Try it → Write out exactly the lines below that run from the one containing "positive clicks: (507, 162) (525, 181)" through the one containing "330L614 359L619 358L623", both included, with no other lines.

[Input data]

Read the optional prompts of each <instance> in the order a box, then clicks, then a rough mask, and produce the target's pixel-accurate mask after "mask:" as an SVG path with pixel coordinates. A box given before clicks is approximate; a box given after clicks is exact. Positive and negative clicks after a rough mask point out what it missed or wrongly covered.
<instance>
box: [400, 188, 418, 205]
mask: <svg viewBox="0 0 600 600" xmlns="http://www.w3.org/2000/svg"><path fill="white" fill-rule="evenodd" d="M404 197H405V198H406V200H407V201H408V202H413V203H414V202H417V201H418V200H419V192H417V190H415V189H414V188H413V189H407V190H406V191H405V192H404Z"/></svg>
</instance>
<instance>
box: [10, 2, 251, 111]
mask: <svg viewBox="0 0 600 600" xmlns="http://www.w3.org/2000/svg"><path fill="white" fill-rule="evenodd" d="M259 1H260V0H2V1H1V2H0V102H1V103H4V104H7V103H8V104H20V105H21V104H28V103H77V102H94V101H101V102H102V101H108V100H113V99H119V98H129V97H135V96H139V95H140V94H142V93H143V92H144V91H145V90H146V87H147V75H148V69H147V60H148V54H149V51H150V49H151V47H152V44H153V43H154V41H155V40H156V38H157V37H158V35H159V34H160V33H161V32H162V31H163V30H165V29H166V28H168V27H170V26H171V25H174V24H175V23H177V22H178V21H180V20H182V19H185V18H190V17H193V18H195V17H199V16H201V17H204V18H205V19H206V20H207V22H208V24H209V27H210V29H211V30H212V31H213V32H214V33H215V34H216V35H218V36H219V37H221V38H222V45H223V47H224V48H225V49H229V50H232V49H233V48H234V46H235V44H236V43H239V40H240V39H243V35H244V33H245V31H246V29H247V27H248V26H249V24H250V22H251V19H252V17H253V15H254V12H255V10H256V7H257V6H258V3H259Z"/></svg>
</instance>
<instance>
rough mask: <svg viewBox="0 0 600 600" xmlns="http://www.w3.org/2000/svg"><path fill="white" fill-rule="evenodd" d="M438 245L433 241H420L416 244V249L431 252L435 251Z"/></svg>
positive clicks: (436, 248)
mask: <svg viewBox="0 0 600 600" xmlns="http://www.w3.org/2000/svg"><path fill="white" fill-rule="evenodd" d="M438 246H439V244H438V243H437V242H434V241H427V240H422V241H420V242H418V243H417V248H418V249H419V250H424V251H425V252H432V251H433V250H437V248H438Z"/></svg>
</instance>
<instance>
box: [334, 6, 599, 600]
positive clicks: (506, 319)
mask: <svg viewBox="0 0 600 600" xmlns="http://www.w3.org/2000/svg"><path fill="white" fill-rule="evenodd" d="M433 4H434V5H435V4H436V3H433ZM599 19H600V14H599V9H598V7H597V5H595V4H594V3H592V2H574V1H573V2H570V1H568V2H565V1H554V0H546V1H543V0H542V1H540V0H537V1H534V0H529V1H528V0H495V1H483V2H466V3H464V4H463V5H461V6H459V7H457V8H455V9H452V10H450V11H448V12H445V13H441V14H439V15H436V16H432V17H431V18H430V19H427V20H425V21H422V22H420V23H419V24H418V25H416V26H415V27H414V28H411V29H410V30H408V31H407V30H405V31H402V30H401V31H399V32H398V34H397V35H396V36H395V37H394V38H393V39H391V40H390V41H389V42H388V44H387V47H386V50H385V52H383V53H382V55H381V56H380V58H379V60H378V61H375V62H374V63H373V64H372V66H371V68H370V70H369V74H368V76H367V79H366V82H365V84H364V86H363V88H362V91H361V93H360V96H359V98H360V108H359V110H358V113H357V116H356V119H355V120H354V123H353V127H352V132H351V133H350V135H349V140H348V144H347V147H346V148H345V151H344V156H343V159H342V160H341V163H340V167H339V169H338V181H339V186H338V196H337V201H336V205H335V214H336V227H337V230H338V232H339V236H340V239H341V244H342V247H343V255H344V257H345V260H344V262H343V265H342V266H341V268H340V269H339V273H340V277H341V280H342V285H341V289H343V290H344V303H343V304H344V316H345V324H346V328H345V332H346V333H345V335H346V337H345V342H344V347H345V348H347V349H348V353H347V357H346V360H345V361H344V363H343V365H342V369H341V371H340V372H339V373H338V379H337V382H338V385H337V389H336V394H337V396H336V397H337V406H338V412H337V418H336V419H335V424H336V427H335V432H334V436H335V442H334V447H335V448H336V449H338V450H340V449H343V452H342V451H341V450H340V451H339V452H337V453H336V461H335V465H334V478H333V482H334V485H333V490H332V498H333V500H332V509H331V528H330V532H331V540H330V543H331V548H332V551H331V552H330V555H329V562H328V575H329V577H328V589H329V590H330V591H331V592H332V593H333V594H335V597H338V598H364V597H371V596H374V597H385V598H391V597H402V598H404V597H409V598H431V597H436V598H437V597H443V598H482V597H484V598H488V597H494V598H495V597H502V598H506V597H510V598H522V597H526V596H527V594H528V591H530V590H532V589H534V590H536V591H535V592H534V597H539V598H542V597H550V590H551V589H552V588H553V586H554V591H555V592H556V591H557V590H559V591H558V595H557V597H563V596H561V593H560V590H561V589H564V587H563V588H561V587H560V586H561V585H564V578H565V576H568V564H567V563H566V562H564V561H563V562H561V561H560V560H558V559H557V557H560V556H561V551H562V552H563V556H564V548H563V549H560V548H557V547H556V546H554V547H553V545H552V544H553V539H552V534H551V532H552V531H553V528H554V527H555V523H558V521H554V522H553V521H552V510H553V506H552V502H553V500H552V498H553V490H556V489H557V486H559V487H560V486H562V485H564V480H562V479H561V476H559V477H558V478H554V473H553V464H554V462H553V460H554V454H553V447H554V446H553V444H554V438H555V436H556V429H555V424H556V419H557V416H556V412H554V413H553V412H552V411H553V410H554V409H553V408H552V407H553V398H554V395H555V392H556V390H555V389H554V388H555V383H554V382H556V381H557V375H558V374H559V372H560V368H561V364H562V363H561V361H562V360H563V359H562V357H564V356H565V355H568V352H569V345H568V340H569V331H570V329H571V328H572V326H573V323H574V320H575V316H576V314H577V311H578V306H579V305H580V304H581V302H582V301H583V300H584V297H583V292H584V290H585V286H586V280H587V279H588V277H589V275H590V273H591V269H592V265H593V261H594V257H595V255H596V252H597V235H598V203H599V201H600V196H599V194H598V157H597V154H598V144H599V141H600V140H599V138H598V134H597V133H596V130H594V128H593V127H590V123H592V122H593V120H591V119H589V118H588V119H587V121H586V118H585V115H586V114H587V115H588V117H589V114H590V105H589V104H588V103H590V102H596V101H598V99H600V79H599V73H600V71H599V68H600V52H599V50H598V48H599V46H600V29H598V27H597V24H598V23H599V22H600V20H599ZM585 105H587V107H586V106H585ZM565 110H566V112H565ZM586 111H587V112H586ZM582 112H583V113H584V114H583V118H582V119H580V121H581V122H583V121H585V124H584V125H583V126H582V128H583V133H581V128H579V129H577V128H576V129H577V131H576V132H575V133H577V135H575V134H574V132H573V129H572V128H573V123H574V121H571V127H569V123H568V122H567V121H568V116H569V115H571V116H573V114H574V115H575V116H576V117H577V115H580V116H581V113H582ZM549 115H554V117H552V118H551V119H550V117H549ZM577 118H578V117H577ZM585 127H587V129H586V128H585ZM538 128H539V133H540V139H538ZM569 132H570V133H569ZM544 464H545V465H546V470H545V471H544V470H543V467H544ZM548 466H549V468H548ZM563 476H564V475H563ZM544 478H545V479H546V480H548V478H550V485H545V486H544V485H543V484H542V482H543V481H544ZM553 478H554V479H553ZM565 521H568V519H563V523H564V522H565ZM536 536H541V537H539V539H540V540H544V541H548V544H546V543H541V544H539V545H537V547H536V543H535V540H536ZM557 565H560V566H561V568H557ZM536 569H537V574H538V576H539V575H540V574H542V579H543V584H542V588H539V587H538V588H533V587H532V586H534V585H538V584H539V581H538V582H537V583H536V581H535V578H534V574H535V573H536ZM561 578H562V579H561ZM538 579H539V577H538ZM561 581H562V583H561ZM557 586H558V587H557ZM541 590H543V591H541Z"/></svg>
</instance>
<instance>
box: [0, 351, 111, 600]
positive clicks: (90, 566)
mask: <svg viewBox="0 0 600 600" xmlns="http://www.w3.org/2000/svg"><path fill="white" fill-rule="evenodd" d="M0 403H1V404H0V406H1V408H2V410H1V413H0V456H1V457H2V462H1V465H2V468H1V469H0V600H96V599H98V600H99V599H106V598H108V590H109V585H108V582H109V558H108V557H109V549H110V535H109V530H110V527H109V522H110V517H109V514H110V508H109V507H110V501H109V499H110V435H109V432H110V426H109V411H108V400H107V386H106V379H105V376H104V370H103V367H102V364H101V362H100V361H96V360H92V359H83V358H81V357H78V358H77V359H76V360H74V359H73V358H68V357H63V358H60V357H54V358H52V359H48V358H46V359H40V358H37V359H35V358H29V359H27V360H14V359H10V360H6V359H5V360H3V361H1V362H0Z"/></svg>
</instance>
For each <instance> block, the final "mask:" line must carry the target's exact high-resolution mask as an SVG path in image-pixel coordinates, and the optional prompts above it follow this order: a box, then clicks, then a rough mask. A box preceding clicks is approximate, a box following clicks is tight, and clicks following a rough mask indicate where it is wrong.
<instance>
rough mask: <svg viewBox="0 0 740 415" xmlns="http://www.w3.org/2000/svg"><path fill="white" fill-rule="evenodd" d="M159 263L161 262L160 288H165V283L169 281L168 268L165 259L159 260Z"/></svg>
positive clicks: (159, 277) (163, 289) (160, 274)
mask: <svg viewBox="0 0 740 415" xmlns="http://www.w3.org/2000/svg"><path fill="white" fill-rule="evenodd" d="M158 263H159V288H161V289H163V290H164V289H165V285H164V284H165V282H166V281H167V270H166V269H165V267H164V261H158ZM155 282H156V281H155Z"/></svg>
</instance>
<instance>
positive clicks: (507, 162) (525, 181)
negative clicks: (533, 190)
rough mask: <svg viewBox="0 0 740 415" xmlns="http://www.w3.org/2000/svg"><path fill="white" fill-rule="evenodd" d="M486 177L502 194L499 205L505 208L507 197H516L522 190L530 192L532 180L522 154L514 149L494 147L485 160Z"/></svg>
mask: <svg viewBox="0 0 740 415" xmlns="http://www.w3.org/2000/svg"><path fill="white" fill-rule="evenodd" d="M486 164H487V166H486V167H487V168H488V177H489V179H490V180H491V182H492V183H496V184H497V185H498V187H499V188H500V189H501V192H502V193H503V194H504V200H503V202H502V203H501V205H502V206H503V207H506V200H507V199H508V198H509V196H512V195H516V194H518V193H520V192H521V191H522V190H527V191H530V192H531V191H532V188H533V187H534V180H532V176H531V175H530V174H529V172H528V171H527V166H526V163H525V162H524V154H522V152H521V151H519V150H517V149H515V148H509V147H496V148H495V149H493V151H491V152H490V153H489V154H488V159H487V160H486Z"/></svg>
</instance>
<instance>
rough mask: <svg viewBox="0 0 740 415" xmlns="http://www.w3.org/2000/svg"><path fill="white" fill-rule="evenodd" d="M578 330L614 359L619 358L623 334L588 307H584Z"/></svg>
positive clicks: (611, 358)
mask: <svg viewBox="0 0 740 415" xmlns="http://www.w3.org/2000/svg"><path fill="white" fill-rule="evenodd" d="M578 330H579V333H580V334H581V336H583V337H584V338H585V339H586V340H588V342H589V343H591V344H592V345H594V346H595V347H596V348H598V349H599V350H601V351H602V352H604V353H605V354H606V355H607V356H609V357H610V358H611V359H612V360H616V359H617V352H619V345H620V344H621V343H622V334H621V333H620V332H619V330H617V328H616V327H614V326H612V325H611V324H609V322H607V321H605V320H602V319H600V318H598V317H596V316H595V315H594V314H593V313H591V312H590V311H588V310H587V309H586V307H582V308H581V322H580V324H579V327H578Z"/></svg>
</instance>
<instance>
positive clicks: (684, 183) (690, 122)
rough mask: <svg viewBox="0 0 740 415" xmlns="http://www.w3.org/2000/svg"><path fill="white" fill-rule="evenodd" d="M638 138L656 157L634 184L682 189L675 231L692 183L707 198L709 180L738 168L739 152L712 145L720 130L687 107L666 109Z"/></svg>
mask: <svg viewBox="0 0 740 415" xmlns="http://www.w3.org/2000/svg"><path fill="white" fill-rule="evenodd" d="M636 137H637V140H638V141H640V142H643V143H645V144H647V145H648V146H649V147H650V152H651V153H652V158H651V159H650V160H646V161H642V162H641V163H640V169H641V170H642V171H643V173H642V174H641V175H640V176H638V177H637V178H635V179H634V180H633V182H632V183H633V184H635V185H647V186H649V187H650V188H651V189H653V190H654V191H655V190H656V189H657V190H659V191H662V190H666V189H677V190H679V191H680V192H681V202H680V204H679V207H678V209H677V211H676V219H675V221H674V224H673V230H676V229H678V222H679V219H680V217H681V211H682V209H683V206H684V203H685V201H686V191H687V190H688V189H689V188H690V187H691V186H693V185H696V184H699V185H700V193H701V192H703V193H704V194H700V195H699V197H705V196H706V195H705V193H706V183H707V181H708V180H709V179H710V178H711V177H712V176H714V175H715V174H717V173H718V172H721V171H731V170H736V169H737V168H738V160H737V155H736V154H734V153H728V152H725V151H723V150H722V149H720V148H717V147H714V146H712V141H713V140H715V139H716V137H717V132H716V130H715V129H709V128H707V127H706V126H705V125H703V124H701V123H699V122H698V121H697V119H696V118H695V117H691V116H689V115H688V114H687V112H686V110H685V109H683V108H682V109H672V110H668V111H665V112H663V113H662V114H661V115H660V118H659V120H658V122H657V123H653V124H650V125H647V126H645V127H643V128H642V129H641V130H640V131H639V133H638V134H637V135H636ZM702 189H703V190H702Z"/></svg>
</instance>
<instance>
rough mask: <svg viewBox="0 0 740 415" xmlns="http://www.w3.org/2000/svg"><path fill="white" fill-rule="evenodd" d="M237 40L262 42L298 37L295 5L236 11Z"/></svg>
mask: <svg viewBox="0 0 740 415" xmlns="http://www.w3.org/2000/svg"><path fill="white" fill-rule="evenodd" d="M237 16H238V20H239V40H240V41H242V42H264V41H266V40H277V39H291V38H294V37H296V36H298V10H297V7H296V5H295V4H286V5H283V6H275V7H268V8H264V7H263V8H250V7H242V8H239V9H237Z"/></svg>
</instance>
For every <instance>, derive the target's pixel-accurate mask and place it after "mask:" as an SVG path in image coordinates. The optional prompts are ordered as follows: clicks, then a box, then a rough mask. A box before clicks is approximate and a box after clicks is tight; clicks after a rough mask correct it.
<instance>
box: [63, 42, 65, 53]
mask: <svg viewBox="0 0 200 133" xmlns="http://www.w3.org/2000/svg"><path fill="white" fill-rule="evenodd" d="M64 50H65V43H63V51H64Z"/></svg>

[/Input data]

Answer box →
positive clicks: (507, 162) (525, 181)
negative clicks: (533, 190)
rough mask: <svg viewBox="0 0 740 415" xmlns="http://www.w3.org/2000/svg"><path fill="white" fill-rule="evenodd" d="M486 177L502 194L499 205L505 208L507 197H516L522 190L530 192L532 180L522 154L514 149L494 147L485 160Z"/></svg>
mask: <svg viewBox="0 0 740 415" xmlns="http://www.w3.org/2000/svg"><path fill="white" fill-rule="evenodd" d="M486 164H487V166H486V167H487V168H488V177H489V179H490V180H491V182H492V183H496V184H497V185H498V187H499V188H500V189H501V192H502V193H503V194H504V200H503V202H502V203H501V205H502V206H503V207H506V200H507V199H508V198H509V196H512V195H516V194H518V193H520V192H521V191H522V190H527V191H530V192H531V191H532V188H533V187H534V180H532V176H531V175H530V174H529V172H528V171H527V166H526V163H525V162H524V154H522V152H521V151H519V150H517V149H515V148H509V147H496V148H495V149H493V151H491V152H490V153H489V154H488V159H487V160H486Z"/></svg>
</instance>
<instance>
rough mask: <svg viewBox="0 0 740 415" xmlns="http://www.w3.org/2000/svg"><path fill="white" fill-rule="evenodd" d="M578 330L614 359L619 358L623 334L588 307H584Z"/></svg>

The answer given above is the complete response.